THE TASK: From the entries that follow, reproduce exactly and only the lines from the line with "Query: crowd in background" to the line with "Query: wristwatch on player", endpoints included.

SUPPLIED RECORDS:
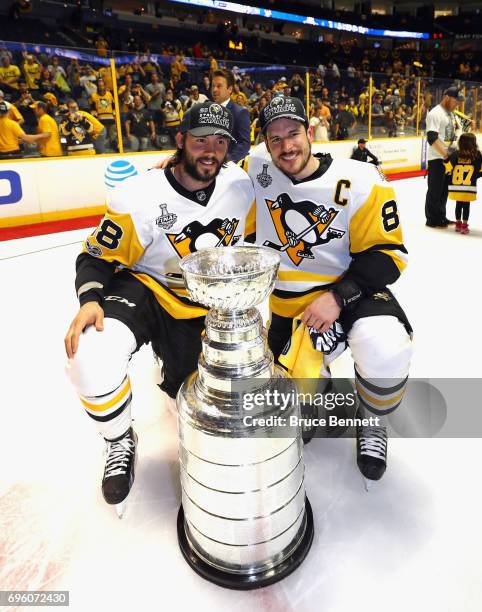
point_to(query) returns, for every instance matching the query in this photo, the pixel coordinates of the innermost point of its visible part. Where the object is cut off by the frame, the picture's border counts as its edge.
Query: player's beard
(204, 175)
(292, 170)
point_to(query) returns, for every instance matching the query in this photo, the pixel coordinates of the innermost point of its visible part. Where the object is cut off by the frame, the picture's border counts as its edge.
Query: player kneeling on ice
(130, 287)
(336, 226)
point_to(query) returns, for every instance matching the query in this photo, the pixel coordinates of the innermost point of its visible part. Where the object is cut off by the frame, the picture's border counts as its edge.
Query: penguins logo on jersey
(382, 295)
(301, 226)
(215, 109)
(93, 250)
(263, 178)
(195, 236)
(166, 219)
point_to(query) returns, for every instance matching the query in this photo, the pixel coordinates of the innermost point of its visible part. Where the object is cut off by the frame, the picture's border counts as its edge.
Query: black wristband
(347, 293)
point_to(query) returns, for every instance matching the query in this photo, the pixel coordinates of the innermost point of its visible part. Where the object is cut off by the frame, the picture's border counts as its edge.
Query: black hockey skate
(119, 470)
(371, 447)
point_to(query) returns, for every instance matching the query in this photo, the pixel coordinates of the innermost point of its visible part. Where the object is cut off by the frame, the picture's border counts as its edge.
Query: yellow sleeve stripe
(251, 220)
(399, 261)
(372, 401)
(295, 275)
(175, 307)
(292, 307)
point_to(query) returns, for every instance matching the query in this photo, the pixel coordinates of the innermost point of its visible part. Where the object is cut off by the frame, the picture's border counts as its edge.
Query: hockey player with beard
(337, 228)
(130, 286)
---
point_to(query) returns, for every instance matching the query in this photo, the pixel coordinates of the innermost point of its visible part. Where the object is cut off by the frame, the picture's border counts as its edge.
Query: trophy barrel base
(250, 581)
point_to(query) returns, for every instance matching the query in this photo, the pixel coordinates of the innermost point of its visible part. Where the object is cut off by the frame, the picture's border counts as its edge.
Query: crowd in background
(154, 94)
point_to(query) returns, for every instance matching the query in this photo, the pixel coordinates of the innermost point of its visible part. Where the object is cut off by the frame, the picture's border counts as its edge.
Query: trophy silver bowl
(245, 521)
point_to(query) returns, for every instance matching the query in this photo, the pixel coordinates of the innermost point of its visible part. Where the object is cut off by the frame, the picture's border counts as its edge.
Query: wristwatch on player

ANSWER SPACE:
Query: crowd in background
(154, 94)
point_to(query) returns, for every instance matching the query in this photo, the pixel coordinates of the innermost point of its visible part. Where the object is cut off by the frame, the picture's border counts as its edge.
Query: trophy silver bowl
(245, 521)
point_to(query) returns, for every instance matching the query in this photo, the pixel coordinates of the innermost point of its visible part. Where the object is cut off by the frame, the picture's border counts as its edge.
Query: wristwatch on player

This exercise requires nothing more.